Tenant advocates and District 5 Supervisor Dean Preston announced Friday the launch of an outreach campaign to inform tenants in District 5 of their protections against evictions—one day after the September 30 end of the statewide moratorium on evictions for non-payment of rent.
“District 5 will be an eviction-free zone as we move into the next stage of this pandemic,” Preston said.
Preston’s outreach campaign is partnering with Daybreak PAC, founded by former state Senate candidate Jackie Fielder, and will use its automated texting services and pool of volunteers to call District 5 residents to inform tenants of the eviction protections still available to them.
“When we learned about this effort by Supervisor Dean Preston we wanted to pitch in and offer our resources and volunteers to call every resident in District 5 and inform them of their rights,” Fielder said.
Although non-payment of rent evictions are allowed to proceed, as the state moratorium preempted the city from passing its own rent non-payment eviction ban, advocates reminded renters that evictions other than those related to non-payment of rent, violence, or health and safety issues, such as owner move-in, capital improvement, or demolition, will remain banned in San Francisco, thanks to a recent ordinance unanimously passed by the Board of Supervisors on Tuesday, which will last 60 days once it is enacted.

DATASET:
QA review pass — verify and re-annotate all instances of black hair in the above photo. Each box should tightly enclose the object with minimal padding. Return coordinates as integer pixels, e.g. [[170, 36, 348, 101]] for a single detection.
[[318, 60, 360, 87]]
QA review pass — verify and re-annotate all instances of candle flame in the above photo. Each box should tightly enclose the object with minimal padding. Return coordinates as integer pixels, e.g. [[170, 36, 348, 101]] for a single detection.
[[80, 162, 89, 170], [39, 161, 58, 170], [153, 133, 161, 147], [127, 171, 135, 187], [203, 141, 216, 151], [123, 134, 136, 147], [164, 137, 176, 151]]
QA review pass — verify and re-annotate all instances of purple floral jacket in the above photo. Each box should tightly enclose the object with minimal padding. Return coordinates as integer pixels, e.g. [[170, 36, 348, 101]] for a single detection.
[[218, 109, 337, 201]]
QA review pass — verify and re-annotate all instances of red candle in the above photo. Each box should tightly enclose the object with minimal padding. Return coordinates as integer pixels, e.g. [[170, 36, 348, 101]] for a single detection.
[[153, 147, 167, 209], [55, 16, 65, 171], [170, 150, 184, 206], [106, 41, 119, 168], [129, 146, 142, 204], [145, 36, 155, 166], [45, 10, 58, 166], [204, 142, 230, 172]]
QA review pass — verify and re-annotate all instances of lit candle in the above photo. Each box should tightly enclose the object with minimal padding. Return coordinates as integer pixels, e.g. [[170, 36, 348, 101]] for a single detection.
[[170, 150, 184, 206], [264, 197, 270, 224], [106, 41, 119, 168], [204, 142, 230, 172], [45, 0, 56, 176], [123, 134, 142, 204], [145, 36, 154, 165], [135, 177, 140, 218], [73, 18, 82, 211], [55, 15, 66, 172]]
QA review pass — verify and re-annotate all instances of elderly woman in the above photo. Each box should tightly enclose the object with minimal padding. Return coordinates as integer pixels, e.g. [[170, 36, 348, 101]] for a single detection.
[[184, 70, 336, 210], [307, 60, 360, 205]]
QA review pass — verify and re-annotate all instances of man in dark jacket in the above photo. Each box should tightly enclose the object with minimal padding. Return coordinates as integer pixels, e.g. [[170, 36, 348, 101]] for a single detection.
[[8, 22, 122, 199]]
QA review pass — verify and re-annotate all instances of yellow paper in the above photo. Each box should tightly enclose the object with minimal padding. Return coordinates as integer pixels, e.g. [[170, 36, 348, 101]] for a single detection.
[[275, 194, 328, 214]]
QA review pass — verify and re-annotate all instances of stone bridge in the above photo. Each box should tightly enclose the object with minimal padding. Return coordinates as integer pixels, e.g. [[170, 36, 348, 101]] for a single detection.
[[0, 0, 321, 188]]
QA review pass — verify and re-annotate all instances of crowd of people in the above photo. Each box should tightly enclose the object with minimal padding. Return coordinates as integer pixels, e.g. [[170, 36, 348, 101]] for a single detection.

PROMPT:
In the article on the District 5 eviction outreach campaign, how long will the Board of Supervisors' ordinance last once it is enacted?

SOLUTION:
60 days